▸ **READING PASSAGE**

Voting stations opened yesterday in Estonia's first parliamentary election since joining the EU, with last-minute polls predicting the governing coalition would stay in power.
Prime Minister Andrus Ansip's center-right Reform Party and the left-leaning Center Party, led by political veteran Edgar Savisaar, have topped most opinion surveys in the run-up to yesterday's vote.
Analysts said the main question was which of the two would be the next prime minister of the Baltic country of 1.3 million, and whether they would need another coalition partner to form a government. They currently govern with the help of the small agrarian Estonian People's Union.
Ansip and Savisaar, Estonia's first prime minister after regaining independence from the Soviet Union in 1991, have maintained a pragmatic political alliance for two years despite political differences.
Ansip favors maintaining Estonia's flat-tax system and market friendly policies that economists say have helped the high-tech Baltic country achieve impressive growth rates. Worries of an overheating economy have emerged, however, after Estonia posted a record 11.5 percent growth rate last year.
Savisaar, whose party draws support from Estonia's Russian-speaking minority, favors switching to a progressive tax system. He also calls for a more generous welfare system to help narrow the gap between rich and poor.
The Center Party topped a poll of 400 people released on Friday by Penn, Schoen & Berland Associates. Center had 32 percent in the survey, and the Reform Party had 23 percent. The main opposition party, the center-right IRL union, had 10 percent support in the survey, which had a margin error of 4.9 percentage points.
Savisaar said he would be flexible in coalition talks.
"I believe no politician is at this point so stupid as to rule out a coalition with some other party after the election," he said.
Estonia -- a member of both the EU and NATO since 2004 and a key hub for online telephony company Skype -- is one of Europe's most advanced when it comes to Internet technology. But the country grapples with some of the 27-nation EU's worst health statistics, including high rates of HIV infections, alcoholism, and traffic-related deaths.
Rampant inflation has forced the government to postpone plans to adopt the EU's common currency while a westward flow of skilled workers has led to a problematic labor shortage. Companies ranging from shipyards to software makers such as eBay-owned telephony company Skype have had to import workers from countries like Ukraine and India.
The run-up to the election was overshadowed by a dispute over a Soviet monument in Tallinn that has exposed divisions between ethnic Estonians and the country's Russian-speaking minority, which makes up about one-third of the the nation's population.
Ansip has called for removing the Bronze Soldier monument and war grave, which Russians see as tribute to the Red Army's victory over Nazi Germany, but which many Estonians consider a painful reminder of five decades of Soviet oppression.
"Nobody is talking here in Estonia about destroying this monument," Ansip said on Thursday. "We would like to relocate this monument to a cemetery -- that's all."
The election was the world's first parliamentary ballot to allow Internet voting. Some 30,000 people already cast their votes online in a three-day period that ended on Wednesday, election officials said.
They said the system proved reliable in municipal elections in 2005 despite concerns about hacker attacks, identity fraud and vote count manipulation.

▸ **STORED DATA**
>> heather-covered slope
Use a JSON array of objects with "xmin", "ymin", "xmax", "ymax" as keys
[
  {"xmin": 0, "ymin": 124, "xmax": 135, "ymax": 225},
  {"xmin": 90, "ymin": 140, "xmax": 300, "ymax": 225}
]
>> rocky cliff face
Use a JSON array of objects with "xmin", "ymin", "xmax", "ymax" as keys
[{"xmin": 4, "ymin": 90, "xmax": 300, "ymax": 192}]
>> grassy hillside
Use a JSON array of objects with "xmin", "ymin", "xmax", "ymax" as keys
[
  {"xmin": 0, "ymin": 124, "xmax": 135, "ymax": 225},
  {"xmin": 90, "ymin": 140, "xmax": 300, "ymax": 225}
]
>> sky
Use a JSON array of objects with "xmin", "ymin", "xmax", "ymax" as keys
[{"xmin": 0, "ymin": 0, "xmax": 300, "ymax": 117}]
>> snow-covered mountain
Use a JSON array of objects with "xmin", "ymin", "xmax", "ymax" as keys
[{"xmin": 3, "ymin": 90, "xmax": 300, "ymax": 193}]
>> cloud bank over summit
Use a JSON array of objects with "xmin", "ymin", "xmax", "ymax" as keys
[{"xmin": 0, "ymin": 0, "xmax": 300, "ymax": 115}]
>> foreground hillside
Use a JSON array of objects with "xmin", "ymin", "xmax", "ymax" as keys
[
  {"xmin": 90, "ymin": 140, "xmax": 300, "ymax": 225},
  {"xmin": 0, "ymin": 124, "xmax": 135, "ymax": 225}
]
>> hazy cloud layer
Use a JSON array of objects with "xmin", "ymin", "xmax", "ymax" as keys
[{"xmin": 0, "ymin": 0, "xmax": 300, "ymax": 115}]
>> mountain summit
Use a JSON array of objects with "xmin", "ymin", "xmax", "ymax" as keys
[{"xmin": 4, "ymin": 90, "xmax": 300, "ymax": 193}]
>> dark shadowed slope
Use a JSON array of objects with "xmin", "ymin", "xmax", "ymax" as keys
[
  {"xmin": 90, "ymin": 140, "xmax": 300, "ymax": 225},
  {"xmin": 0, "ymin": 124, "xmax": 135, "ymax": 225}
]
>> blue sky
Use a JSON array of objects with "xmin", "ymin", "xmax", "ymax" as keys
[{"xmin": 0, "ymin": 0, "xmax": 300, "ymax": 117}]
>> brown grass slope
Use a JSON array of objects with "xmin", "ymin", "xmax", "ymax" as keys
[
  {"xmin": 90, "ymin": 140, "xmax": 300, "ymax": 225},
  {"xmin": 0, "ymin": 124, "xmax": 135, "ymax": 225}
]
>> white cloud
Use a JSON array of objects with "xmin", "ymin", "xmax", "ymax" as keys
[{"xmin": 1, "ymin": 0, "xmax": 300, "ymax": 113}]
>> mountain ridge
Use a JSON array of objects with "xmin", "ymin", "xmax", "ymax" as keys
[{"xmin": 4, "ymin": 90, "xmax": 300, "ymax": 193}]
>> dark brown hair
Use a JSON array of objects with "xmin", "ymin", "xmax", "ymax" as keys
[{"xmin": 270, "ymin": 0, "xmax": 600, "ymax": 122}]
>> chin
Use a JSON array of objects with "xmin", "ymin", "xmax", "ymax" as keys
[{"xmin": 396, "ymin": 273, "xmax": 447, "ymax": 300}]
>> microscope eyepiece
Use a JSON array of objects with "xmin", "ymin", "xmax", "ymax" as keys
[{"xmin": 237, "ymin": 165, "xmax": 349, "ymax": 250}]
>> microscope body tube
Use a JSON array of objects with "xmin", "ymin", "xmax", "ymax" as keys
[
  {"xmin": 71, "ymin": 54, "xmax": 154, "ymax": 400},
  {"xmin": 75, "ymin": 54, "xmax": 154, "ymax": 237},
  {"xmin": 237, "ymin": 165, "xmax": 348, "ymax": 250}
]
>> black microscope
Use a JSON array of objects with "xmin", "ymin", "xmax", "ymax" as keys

▸ **REQUIRED ACTION**
Swap "pragmatic" for "practical" in the article on Estonia's election, giving its text again starting with "Prime Minister Andrus" and going on through "despite political differences.". The data have no role in this exercise.

▸ **RESULT FOR THIS EXERCISE**
Prime Minister Andrus Ansip's center-right Reform Party and the left-leaning Center Party, led by political veteran Edgar Savisaar, have topped most opinion surveys in the run-up to yesterday's vote.
Analysts said the main question was which of the two would be the next prime minister of the Baltic country of 1.3 million, and whether they would need another coalition partner to form a government. They currently govern with the help of the small agrarian Estonian People's Union.
Ansip and Savisaar, Estonia's first prime minister after regaining independence from the Soviet Union in 1991, have maintained a practical political alliance for two years despite political differences.